_Short exercise_. Please rewrite the part of the entries that opens with the line containing "Exercise. Point out the blue sea" and runs through the end of the entries, raising every coordinate in the answers by 143 and leaving everything else unchanged.

_Task input_.

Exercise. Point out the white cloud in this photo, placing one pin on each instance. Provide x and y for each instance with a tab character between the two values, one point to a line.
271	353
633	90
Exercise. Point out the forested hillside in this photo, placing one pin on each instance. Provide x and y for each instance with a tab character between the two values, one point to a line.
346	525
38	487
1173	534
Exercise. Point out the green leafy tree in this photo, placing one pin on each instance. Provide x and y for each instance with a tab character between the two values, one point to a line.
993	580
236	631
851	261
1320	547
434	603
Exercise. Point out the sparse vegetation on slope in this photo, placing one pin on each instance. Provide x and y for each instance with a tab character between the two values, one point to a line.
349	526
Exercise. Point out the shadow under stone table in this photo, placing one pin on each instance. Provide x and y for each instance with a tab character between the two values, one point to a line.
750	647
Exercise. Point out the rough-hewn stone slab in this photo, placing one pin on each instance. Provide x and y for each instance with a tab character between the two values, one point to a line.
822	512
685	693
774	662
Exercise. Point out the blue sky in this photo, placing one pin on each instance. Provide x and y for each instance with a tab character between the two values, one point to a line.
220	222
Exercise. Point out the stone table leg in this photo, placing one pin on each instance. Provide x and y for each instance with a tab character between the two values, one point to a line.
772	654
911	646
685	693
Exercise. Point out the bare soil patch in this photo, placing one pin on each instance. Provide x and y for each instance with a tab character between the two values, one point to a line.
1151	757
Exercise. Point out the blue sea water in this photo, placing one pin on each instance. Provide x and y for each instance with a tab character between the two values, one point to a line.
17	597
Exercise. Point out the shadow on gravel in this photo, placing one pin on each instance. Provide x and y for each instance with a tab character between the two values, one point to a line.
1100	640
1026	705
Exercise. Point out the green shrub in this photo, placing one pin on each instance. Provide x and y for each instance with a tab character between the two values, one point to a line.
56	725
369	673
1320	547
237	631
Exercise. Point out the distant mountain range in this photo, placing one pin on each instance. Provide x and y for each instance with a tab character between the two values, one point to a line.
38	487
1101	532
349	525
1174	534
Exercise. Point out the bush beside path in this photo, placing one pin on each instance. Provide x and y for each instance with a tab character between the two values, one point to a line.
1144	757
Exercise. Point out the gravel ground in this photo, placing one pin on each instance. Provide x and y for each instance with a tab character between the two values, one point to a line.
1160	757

_Worked answer_.
Exercise. Point out the blue sea water in this photo, placing one pin on each instance. Provide x and y for each instance with a tab character between the two values, one point to a line.
160	740
Exercise. Point out the shadow on gravel in this photo, placing one pin on each instance. Provide x and y for each instance with a tab character between the two values, one point to a line.
1243	783
1169	848
Exercise. Point out the green shrub in this photo, placing one pin on each instance. Provide x and y for each instance with a tab character between the two values, one point to a line.
199	868
512	816
1463	690
380	774
Exercise. Point out the distant mountain range in this photo, placing one pin on each instance. Provide x and y for each instance with a tab character between the two values, one point to a line.
181	630
1244	675
492	668
1317	677
Exercise. Point out the bush beside path in this photo, placing one pin on each instance. Provide x and y for each instance with a tab character between the two values, one point to a line.
1287	900
Exercise. Point out the gravel ground in this photo, placing one pin on each instance. Provide x and y for each instance with a tab character between the two values, one point to a line.
1303	900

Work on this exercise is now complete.